TÂCHES
- 1) Répondez à ces questions sur le témoignage du gendarme, chacune sur sa propre ligne :
(a) À quelle date et vers quelle heure le gendarme a-t-il fait sa découverte dans la maison du cordonnier ?
(b) Où gisait le corps ?
(c) Quelles traces furent relevées autour du cou ?
- 2) Modifiez le témoignage du gendarme en reproduisant le passage situé entre « Puis, le gendarme » et « six heures trente. », inclus, où « cordonnier » est remplacé par « boulanger ».
- 3) Reprenez le récit de l'audience sur le meurtre du cordonnier à la suite de sa dernière phrase.

### TEXTE PRÉSENTÉ

Puis, le gendarme interpellé par Zacharie Benjamin et l’ayant accompagné jusqu’au lieu du crime, vient à la barre afin de témoigner sur ce qu’il avait découvert dans la maison du cordonnier, le 17 octobre 1856, vers les six heures trente.

« ... Dans une arrière-boutique où se trouvait un lit, gisait sur le sol le corps d’un homme baignant dans son sang. À mon arrivée, il expira. Il n’a prononcé aucune parole. »

Ce gendarme précisa :

« La poitrine du défunt était sillonnée de plaies béantes, le muscle du bras gauche portait deux blessures profondes et il avait une coupure à la main droite. Après examen approfondi, il fut découvert quelques traces de pression autour du cou. Tous ces constats ont vite amené à la conclusion qu’il ne s’agissait pas d’un suicide. »

######
### DONNÉES FOURNIES

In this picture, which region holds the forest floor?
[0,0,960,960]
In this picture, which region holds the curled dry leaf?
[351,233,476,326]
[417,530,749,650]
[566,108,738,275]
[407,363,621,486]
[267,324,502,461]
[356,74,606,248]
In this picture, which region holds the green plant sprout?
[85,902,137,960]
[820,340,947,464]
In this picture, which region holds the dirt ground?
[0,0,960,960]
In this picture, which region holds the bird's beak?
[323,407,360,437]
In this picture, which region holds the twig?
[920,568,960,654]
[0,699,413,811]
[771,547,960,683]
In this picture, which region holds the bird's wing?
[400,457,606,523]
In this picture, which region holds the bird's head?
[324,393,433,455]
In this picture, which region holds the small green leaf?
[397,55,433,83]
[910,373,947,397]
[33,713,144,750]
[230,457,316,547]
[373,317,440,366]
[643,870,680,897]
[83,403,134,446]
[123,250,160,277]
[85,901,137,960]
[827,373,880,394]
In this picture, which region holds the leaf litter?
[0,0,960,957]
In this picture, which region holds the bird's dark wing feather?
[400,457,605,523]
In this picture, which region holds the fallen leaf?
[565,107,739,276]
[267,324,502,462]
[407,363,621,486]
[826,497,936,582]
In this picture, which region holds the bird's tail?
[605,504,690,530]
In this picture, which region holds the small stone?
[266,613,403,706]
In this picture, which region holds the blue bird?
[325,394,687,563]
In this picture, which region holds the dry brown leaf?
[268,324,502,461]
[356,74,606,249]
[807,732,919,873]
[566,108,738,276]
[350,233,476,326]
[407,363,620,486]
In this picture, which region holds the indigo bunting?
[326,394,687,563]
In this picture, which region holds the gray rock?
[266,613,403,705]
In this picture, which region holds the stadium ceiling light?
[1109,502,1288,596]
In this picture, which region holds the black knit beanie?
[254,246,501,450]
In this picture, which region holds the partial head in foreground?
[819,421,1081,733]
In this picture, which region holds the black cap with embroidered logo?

######

RÉPONSES DANS L'ORDRE
- 1)
(a) Le 17 octobre 1856, vers six heures trente.
(b) Sur le sol d'une arrière-boutique où se trouvait un lit.
(c) Quelques traces de pression.

- 2)
Puis, le gendarme interpellé par Zacharie Benjamin et l’ayant accompagné jusqu’au lieu du crime, vient à la barre afin de témoigner sur ce qu’il avait découvert dans la maison du boulanger, le 17 octobre 1856, vers les six heures trente.

- 3)
Défilent ensuite divers témoins afin qu’ils éclaircissent le mobile de cet acte odieux.

En premier, Florence Scholastique Grouard, épouse Semelagne, la belle sœur de Zacharie Benjamin :

«  I’ buvaient trop, ça c’est sûr. L’un comme l’autre. Alors i’ s’ disputaient toujours et souvent violemment. C’ matin-là, déjà, j’avais dû intervenir pour les calmer. Mais le soir avant 5 heures, l’ Benjamin m’avait interdit de laisser le pain à la disposition du père. C’était pas possible ça ! J’avais pas répondu, seulement hausser les épaules. Se disputer pour un morceau de pain ! L’Benjamin était remonté dans sa chambre. J’ pensais que tout rentrerait dans l’ calme. J’avais ben tort !! »

 

La femme Heubebourg, devant les jurés, répète ce qu’elle avait déjà dit aux gendarmes.

« C’ jour-là, le matin, j’avais encore mis l’ père Leclerc en garde contre son fils. Mais i’ voulait pas, l’ pauvre homme, croire que son gars pouvait lui faire du mal. »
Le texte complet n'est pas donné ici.